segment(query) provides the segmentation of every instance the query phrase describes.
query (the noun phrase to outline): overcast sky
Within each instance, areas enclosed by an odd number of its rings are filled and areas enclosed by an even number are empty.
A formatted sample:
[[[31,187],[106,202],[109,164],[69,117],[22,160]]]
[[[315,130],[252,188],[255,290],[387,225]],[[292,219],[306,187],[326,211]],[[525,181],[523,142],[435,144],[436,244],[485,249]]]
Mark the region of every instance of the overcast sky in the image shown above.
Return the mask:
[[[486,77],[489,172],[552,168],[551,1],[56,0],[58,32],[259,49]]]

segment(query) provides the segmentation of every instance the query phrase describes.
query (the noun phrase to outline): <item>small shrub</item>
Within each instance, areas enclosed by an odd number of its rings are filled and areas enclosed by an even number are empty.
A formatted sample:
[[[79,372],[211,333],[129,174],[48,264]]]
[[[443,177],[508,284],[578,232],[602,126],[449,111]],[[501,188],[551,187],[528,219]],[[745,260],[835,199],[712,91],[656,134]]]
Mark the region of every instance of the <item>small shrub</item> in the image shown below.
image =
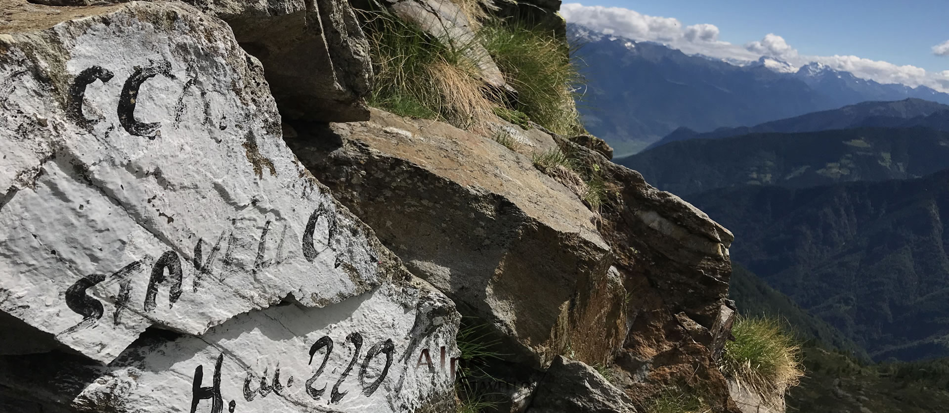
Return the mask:
[[[732,328],[735,341],[725,344],[720,368],[750,385],[766,403],[804,375],[800,348],[780,323],[769,318],[741,318]]]

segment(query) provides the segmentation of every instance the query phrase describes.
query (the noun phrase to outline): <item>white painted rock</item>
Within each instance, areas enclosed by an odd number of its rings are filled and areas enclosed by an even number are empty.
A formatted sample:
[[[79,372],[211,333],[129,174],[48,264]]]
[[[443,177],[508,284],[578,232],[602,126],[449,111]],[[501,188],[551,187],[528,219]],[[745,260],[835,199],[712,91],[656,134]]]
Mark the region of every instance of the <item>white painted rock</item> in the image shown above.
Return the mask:
[[[416,364],[457,355],[454,305],[296,161],[223,22],[176,3],[0,9],[0,320],[111,362],[77,402],[406,411],[451,394],[450,368]],[[181,336],[133,345],[149,327]],[[278,366],[282,394],[247,400],[245,378],[272,385]]]

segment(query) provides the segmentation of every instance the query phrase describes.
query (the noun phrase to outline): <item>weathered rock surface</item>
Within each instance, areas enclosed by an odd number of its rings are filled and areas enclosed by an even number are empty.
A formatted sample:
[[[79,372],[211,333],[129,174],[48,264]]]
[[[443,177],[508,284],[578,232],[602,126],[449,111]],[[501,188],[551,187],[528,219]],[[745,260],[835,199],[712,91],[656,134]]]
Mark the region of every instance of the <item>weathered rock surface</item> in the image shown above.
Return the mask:
[[[89,6],[130,0],[34,0]],[[151,0],[150,0],[151,1]],[[351,122],[369,119],[369,45],[346,0],[177,0],[226,21],[258,58],[281,115]]]
[[[625,291],[594,216],[527,157],[376,110],[294,126],[301,161],[410,271],[493,324],[512,359],[539,367],[569,347],[603,363],[621,347]]]
[[[557,356],[527,413],[636,413],[633,401],[593,367]]]
[[[636,171],[554,136],[561,148],[614,182],[600,234],[630,291],[630,329],[616,380],[642,407],[669,386],[700,385],[715,411],[735,412],[716,349],[731,331],[727,299],[732,234],[688,202],[650,186]]]
[[[0,6],[0,411],[454,404],[414,363],[457,355],[453,303],[296,160],[224,22]]]
[[[577,135],[570,138],[570,141],[586,149],[597,151],[600,155],[605,157],[606,160],[613,159],[613,148],[609,146],[609,143],[593,135]]]
[[[733,379],[728,379],[728,390],[741,413],[784,413],[786,410],[783,392],[771,401],[764,401],[747,384]]]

▶ **TASK PROMPT**: Turn the material, from its first line through the line containing "[[[486,77],[489,172],[552,168],[551,1],[56,0],[58,32],[259,49]]]", into a numbered list with blank lines omitted.

▶ **TASK RESULT**:
1. segment(query) provides the segmentation of every instance the query phrase describes.
2. query (the noun phrase to outline): overcast sky
3. Within each instance, areas enclosed by an odd number of its rings are filled and areas enclosed by an even number are empty.
4. A formatted sample:
5. [[[31,187],[106,202],[109,164],[69,117],[22,160]]]
6. [[[315,130],[252,188],[255,290],[387,225]],[[292,219],[306,187],[326,211]],[[525,181],[523,142],[435,144],[436,244],[485,249]]]
7. Mark the region of every instance of the overcast sky in the image shown above.
8. Return the mask:
9. [[[486,77],[489,172],[552,168],[551,1],[56,0],[58,32],[259,49]]]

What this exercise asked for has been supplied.